== TEXTO DE ORIGEM ==

Nascida escrava, a pioneira ativista Harriet Tubman foi responsável por libertar mais de 300 pessoas escravizadas.
Origem e família
Não se sabe exatamente a data de nascimento de Harriet Tubman — nascida Araminta Ross —, mas alguns historiadores acreditam que tenha se dado entre os anos 1820 e 1825, no Condado de Dorchester, estado estadunidense de Maryland.
Seus pais, Harriet Green e Ben Ross eram escravos de grandes propriedades do Condado, sendo a mãe uma cozinheira e o pai, um lenhador. Harriet Green e Ben Ross tiveram juntos nove filhos.
Três das irmãs de Harriet foram vendidas para longe e nunca mais reencontraram a família.
Também não é conhecida a fundo a ancestralidade de Harriet. Tudo que se sabe, de fato, é que sua avó materna, Modesty, chegou aos Estados Unidos em um navio negreiro vindo de algum país africano. Acredita-se, pelos traços de Harriet e membros de sua família, que tenha sangue axante, do grupo étnico Axante, que vive na região homônima, em Gana.
Em sua infância, Harriet (ainda Araminta) trabalhou como babá, "alugada" para uma dona de casa da região. Nesse período, foi açoitada e chicoteada diversas vezes, sempre que o bebê chorasse.
Conforme crescia e tornava-se "mais forte para o trabalho", foi designada para trabalhos no campo e na florestas, conduzindo bois, arando o campo e carregando troncos.
Ainda adolescente, foi vítima de um "acidente" quando um capataz atirou um peso de cerca de 900 gramas em um homem escravizado que tentava fugir, mas acabou atingindo Harriet, que teve um traumatismo craniano severo.
Depois desse episódio, Harriet passou a ter dores de cabeça insuportáveis, desmaios, convulsões e "visões". Pesquisadores teorizam sobre uma espécie de epilepsia após o trauma.
Harriet Tubman acreditava que as visões que tinha eram revelações divinas, o que a aproximou da religião e, mesmo que fosse analfabeta, seguiu o Novo Testamento em detrimento do Velho Testamento, que condicionava os escravos a aceitar sua condição e manter a obediência.
Casamento e fuga da escravidão
Harriet se casou, por volta de 1844, com John Tubman, um homem negro livre. As condições dos dois eram instáveis, já que Harriet ainda era escrava.
Foi, inclusive, logo depois de seu casamento que Harriet mudou seu nome de Araminta para o mesmo nome que levava sua mãe.

===
== ENTRADAS FORNECIDAS ==

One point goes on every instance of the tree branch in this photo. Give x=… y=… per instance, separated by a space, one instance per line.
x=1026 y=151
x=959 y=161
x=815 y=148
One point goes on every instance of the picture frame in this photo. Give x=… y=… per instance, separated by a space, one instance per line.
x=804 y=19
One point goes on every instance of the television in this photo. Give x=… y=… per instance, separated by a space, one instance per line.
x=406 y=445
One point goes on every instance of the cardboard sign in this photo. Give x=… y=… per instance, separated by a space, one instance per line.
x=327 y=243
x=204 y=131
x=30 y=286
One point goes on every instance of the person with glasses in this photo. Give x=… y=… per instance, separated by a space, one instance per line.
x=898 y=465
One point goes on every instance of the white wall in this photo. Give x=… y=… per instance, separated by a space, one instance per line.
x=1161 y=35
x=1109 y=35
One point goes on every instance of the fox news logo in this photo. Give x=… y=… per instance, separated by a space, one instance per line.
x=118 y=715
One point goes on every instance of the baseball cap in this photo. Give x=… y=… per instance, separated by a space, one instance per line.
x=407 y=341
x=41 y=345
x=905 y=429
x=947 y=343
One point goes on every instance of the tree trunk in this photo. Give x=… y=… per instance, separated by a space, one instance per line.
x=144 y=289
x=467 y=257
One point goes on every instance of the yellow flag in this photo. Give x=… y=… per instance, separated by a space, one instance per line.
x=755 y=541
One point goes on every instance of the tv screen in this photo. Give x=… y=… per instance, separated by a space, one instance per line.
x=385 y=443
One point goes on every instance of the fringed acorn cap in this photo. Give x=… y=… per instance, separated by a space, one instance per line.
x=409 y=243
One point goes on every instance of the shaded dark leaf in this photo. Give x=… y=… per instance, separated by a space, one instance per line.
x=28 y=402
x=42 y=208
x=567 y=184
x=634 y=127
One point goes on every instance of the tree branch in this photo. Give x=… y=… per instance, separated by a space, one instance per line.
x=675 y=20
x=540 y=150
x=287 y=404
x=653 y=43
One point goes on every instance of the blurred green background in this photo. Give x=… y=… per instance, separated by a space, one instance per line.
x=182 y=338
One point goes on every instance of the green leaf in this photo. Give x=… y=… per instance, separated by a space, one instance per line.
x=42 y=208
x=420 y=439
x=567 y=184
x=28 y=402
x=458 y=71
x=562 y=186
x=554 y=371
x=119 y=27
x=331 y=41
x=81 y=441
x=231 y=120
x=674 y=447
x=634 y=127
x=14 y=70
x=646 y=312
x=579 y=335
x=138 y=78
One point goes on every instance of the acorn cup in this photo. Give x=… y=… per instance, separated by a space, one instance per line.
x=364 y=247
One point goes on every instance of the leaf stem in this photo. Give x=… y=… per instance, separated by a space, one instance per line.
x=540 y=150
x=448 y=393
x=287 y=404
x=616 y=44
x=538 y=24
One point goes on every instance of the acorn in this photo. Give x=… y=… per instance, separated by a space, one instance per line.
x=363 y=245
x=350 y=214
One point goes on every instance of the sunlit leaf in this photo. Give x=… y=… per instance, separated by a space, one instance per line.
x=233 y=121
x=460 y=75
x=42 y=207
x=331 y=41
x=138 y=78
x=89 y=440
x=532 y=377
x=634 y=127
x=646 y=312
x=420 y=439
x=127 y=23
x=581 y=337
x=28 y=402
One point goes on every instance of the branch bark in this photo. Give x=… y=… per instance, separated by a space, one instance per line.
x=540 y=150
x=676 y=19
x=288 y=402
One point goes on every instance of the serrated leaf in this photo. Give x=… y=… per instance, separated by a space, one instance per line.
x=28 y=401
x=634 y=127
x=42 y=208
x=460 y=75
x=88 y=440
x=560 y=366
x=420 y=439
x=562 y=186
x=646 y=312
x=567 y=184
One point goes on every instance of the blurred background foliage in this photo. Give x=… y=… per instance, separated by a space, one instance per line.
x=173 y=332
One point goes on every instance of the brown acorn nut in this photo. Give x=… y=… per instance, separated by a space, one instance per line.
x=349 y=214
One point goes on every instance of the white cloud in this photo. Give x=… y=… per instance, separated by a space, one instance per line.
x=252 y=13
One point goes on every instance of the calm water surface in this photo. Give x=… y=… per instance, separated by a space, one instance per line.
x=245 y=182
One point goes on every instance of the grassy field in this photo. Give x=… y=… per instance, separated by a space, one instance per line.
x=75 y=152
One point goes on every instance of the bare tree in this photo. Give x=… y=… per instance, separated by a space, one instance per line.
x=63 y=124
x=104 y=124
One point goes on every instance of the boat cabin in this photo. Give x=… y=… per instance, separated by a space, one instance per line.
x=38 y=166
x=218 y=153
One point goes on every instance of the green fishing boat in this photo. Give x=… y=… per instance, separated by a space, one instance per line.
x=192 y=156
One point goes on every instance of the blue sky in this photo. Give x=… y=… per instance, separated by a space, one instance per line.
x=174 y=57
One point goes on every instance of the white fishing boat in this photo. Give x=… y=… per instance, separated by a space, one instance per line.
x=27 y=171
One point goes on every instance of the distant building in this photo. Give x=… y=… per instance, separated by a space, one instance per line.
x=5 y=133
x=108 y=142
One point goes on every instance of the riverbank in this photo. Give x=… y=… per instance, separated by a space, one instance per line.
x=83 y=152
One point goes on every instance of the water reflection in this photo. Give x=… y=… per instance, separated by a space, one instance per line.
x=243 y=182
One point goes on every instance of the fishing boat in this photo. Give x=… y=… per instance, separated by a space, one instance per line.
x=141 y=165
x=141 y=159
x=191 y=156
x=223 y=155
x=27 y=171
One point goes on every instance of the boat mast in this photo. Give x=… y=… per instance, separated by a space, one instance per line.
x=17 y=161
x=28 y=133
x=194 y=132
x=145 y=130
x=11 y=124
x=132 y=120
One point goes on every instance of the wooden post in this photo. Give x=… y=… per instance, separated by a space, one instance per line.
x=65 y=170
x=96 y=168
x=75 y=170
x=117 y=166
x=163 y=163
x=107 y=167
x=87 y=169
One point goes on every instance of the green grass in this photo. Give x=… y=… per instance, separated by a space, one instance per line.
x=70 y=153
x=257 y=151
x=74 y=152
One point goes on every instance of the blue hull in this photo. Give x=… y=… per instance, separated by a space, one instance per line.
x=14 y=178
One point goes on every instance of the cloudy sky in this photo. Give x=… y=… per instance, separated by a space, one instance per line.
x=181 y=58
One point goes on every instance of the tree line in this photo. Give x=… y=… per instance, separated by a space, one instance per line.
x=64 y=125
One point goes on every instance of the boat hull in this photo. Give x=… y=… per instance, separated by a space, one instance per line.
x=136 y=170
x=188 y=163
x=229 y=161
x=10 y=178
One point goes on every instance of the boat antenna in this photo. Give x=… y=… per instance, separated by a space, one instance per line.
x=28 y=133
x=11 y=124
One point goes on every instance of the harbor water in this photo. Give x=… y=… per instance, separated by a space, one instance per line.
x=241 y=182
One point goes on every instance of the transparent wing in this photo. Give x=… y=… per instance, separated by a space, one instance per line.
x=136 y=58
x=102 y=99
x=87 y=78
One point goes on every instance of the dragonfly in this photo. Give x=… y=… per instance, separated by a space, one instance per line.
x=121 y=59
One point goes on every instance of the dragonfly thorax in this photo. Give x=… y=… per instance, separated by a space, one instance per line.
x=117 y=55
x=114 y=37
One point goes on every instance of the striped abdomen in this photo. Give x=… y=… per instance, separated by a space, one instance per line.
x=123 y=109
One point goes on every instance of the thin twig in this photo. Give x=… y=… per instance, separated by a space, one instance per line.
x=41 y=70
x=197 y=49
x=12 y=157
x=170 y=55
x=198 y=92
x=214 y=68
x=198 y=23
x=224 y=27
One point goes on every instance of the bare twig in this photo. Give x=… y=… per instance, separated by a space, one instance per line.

===

EXERCÍCIOS PROPOSTOS:
1. Reescreva como uma lista JSON de strings as linhas das entradas que começam na que contém "One point goes on every instance of the white wall" e terminam na que contém "x=1109 y=35", ambas incluídas. Use uma string por linha e deixe de fora as linhas em branco.
2. Prolongue o texto sobre Harriet Tubman a partir do ponto em que ele termina.
O texto sobre Harriet Tubman e as entradas constituem materiais independentes entre si.

RESULTADOS DOS EXERCÍCIOS:
1.
[
  "One point goes on every instance of the white wall in this photo. Give x=… y=… per instance, separated by a space, one instance per line.",
  "x=1161 y=35",
  "x=1109 y=35"
]

2.
Em 1849, Harriet ficou doente mais uma vez, o que despertou o interesse por sua venda, mas não havia potenciais compradores. Tubman, então, começou a rezar por seu proprietário, pedindo a Deus que mudasse seu comportamento. A própria Harriet chegou a dizer: "Rezei a noite toda por meu mestre até o primeiro de março; e o tempo todo ele estava trazendo gente para me observar e tentando me vender. Quando parecia que a venda seria concluída, eu mudei minha prece (...) No primeiro de março, comecei a rezar, 'Oh, Senhor, se não vai nunca mudar o coração daquele homem, mate-o, Senhor, e tire-o do caminho'."
Uma semana depois, o proprietário morreu. Com isso, sua esposa passou a buscar vender os escravos, já que uma crise os assolava, mas Harriet não mais permitiu que decidissem seu destino. Disse ela: "Havia uma de duas coisas a qual eu tinha direito: liberdade ou morte; se não pudesse ter uma, eu teria a outra".
Harriet, então, fugiu com seus irmãos em setembro de 1849. Duas semanas depois, um aviso foi publicado em um jornal sobre sua fuga, com uma recompensa de cem dólares para cada um que fosse encontrado e devolvido.
Os três acabaram voltando à propriedade, mas Harriet, dessa vez sozinha, fugiu novamente, utilizando a "Underground Railroad" ("Ferrovia Clandestina", em tradução livre para o português), que se tratava de uma rede secreta de rotas e esconderijos utilizados sobretudo para fuga para estados livres ou para o Canadá.
Na época, "caçadores de escravos" viajavam por essas rotas aos montes, em busca de capturar fugitivos e receber recompensa por sua devolução, ao passo que outros negros livres e escravizados, além de abolicionistas brancos, ajudavam na jornada.
Harriet recebeu ajuda de aliados e se escondeu nas florestas quando necessário, até chegar à Pensilvânia. Mais tarde, ela relembrou esse período como glorioso.
Quando vi que havia cruzado a linha, olhei minhas mãos para ver se ainda era a mesma pessoa. Havia uma glória tão grande permeando tudo; o sol veio como ouro através das árvores e sobre os campos, e senti como se estivesse no paraíso.
— Harriet Tubman.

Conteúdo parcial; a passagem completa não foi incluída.